Below are entries. Reproduce exactly the lines between the line holding "Query: stucco house wall" and the line holding "written like [634,334].", inclusive, and only those.
....................
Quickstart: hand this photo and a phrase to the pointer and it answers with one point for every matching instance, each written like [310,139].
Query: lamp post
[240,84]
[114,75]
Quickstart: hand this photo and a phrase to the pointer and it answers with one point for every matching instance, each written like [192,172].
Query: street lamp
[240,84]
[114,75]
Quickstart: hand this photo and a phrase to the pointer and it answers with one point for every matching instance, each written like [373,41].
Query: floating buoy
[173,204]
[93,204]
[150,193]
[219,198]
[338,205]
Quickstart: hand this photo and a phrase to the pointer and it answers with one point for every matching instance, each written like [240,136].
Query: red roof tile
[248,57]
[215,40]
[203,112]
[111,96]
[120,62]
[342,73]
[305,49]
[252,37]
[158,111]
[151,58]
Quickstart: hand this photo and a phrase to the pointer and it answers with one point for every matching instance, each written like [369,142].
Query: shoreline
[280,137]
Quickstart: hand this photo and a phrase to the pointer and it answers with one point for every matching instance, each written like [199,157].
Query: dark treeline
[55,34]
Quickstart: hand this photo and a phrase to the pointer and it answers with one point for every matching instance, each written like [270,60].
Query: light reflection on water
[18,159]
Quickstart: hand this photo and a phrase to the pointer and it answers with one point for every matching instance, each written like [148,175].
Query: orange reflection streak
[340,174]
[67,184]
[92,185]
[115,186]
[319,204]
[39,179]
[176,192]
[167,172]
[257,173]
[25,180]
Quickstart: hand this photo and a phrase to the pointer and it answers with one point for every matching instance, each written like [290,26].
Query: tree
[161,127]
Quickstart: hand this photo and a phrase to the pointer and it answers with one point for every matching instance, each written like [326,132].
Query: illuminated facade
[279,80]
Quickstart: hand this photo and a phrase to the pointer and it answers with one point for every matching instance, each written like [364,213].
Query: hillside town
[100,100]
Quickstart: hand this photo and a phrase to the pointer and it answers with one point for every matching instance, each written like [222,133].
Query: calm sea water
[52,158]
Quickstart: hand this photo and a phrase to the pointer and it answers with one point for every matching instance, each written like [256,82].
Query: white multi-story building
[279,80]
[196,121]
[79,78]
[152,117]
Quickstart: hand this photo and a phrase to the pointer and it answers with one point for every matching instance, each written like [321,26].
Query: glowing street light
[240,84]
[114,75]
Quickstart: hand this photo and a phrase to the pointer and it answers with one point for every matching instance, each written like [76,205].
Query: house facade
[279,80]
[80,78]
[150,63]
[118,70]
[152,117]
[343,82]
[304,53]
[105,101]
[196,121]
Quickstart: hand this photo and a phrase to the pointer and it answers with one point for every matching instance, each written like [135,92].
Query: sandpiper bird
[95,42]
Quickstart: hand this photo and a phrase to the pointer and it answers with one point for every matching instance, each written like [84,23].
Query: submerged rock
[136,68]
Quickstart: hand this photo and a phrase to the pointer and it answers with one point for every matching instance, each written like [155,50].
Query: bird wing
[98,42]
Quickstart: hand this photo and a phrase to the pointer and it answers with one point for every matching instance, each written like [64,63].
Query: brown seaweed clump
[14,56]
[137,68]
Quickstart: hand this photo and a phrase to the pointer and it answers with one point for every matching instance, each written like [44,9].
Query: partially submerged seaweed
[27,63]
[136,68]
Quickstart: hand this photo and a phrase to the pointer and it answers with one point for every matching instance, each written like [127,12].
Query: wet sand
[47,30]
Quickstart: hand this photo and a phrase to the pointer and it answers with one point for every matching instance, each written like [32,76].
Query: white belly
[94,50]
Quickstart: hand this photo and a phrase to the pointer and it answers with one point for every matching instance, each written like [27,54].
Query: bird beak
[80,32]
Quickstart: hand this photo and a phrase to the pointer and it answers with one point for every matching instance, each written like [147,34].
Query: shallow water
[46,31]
....................
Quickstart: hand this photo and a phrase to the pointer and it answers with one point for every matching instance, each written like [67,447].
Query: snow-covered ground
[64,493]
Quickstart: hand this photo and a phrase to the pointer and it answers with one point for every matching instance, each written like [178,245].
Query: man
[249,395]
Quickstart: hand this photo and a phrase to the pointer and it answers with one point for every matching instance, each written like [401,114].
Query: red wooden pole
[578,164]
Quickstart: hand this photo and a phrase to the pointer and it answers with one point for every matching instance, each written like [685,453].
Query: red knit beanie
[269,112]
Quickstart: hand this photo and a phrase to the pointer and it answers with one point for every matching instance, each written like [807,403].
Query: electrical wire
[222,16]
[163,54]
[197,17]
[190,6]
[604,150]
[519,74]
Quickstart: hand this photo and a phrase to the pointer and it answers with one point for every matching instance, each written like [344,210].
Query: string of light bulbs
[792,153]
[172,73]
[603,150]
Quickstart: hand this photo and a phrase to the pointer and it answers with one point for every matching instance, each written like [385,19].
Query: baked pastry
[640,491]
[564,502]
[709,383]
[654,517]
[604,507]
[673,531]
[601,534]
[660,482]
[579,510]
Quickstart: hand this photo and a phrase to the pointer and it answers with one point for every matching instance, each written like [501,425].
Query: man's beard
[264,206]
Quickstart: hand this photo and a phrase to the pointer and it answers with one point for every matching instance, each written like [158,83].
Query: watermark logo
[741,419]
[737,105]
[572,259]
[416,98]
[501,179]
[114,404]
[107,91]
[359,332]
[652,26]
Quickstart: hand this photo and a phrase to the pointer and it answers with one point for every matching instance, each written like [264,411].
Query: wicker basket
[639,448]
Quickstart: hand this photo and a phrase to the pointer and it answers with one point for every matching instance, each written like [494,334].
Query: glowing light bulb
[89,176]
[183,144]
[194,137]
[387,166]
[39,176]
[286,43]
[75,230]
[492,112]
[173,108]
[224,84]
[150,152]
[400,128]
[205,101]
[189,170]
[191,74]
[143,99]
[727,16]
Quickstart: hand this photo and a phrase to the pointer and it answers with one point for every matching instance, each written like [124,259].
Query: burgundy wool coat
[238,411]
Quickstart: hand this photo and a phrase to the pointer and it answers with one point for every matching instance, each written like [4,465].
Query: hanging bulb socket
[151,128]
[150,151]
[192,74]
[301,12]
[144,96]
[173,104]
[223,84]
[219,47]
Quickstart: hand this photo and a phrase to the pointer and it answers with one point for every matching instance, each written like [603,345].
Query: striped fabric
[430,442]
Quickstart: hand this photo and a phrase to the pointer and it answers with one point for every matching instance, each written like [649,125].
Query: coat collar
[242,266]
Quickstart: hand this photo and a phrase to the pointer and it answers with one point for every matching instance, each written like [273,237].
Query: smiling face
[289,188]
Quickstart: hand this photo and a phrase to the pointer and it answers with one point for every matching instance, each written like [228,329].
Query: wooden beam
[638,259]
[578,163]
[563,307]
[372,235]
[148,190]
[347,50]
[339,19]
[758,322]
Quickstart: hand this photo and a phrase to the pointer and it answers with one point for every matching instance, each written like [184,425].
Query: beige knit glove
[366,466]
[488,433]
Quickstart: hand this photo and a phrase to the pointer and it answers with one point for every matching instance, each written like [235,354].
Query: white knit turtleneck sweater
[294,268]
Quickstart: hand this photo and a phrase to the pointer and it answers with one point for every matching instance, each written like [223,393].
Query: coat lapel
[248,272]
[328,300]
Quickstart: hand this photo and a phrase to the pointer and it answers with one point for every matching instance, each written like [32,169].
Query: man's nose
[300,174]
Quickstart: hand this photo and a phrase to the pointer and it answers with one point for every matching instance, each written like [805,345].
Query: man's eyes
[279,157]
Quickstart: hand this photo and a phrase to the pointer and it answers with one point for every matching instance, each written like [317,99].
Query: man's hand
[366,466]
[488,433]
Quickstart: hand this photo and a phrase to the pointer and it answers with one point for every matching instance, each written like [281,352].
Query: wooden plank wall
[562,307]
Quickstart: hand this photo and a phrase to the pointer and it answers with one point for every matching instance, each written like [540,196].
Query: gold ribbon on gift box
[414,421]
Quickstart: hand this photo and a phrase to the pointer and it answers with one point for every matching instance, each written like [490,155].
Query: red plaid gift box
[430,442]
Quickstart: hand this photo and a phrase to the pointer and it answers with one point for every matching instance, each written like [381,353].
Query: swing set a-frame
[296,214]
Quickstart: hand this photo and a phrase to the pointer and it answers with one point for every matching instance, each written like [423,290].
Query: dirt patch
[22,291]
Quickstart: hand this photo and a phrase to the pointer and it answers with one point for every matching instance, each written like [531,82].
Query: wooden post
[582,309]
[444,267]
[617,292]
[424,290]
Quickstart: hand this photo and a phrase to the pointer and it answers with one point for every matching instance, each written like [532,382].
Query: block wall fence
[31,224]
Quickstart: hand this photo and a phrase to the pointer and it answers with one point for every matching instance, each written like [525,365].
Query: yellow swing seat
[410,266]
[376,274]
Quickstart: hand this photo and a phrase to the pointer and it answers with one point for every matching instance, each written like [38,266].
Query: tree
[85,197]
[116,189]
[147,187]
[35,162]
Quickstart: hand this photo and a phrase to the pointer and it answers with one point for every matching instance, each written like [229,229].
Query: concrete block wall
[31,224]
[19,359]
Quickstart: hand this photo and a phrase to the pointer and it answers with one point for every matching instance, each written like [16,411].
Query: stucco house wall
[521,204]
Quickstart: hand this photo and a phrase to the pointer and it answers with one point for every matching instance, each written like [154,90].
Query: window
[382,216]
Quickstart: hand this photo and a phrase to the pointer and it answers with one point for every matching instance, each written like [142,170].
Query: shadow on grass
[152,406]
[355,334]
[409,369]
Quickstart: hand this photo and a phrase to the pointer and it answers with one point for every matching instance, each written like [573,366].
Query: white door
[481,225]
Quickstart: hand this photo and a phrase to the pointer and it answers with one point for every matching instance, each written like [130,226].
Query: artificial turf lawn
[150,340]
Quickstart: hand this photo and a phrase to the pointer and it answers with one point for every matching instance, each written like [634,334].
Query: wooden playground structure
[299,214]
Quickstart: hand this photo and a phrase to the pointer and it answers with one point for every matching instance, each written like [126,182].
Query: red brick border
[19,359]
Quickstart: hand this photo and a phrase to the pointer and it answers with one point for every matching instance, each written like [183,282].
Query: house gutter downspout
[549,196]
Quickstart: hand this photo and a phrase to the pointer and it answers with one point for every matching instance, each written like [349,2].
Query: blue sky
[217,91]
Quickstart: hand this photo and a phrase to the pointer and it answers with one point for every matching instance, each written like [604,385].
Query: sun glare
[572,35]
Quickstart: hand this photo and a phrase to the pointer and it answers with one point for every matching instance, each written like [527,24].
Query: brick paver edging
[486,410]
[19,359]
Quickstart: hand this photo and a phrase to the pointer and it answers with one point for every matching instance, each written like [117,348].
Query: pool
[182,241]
....................
### Task answer
Query: stucco house wall
[521,204]
Quickstart: hand this photo and a phrase to the pointer and it answers with one point for every matching instance, each written like [154,90].
Query: window
[382,216]
Quickstart: hand this photo and a phrase to the pointer and it answers with one point for every matching instance, each written like [142,170].
Query: shadow on grass
[152,406]
[355,334]
[409,369]
Quickstart: hand this photo and a phrase to the pointer and it answers with one point for every matching instance, each written like [573,366].
Query: white door
[481,225]
Quickstart: hand this photo and a phrase to the pointer and it answers with one point for every matching instance, each written like [130,226].
Query: artificial turf lawn
[150,340]
Quickstart: hand this photo and a phrase to the pointer and it answers with one point for every matching instance, each written like [634,334].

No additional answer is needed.